__Teks Bacaan__:
========================================================================

“Yogyakarta adalah kota dengan sejuta rindu”, setidaknya itulah hal yang dirasakan oleh orang-orang yang sempat menautkan hatinya di kota damai penuh cinta itu. Entah sudah berapa lama saya tak menginjakkan kaki ke kota tersebut. Semenjak lulus kuliah atau setelah ibu mertua saya meninggal, saya tidak ingat.
Beberapa waktu lalu, kami berkesempatan mengunjungi keluarga suami di Sleman, Yogyakarta. Bagi anak-anak, ini semacam liburan yang lama tak pernah kami lakukan sejak pandemi. Meskipun tujuan kali ini bukanlah berwisata, melainkan takziah ke rumah sahabat suami saya yang kebetulan adalah tetangganya juga, namun keluar rumah selain ke minimarket dan pasar, merupakan liburan menyenangkan bagi kami, kaum rumahan.

========================================================================

__Data Ekstraksi__:
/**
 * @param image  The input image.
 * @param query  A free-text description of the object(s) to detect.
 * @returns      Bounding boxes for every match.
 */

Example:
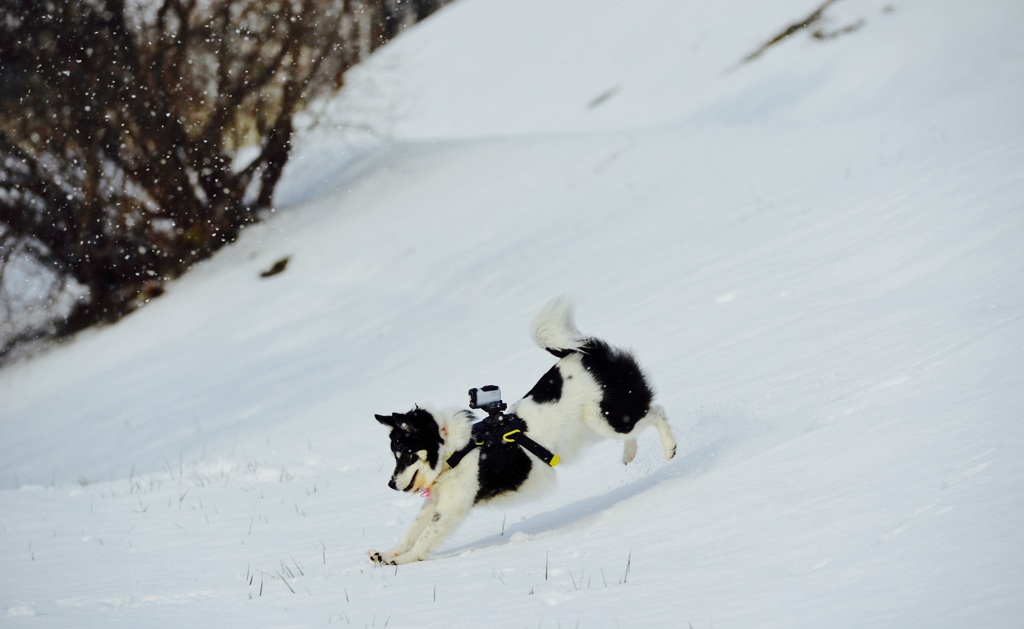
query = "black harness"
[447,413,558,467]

========================================================================

Salin kembali bagian teks bacaan mulai dari "Beberapa waktu lalu, kami" sampai "kami, kaum rumahan.", dengan mengganti nama "Sleman" menjadi "Bantul".

Beberapa waktu lalu, kami berkesempatan mengunjungi keluarga suami di Bantul, Yogyakarta. Bagi anak-anak, ini semacam liburan yang lama tak pernah kami lakukan sejak pandemi. Meskipun tujuan kali ini bukanlah berwisata, melainkan takziah ke rumah sahabat suami saya yang kebetulan adalah tetangganya juga, namun keluar rumah selain ke minimarket dan pasar, merupakan liburan menyenangkan bagi kami, kaum rumahan.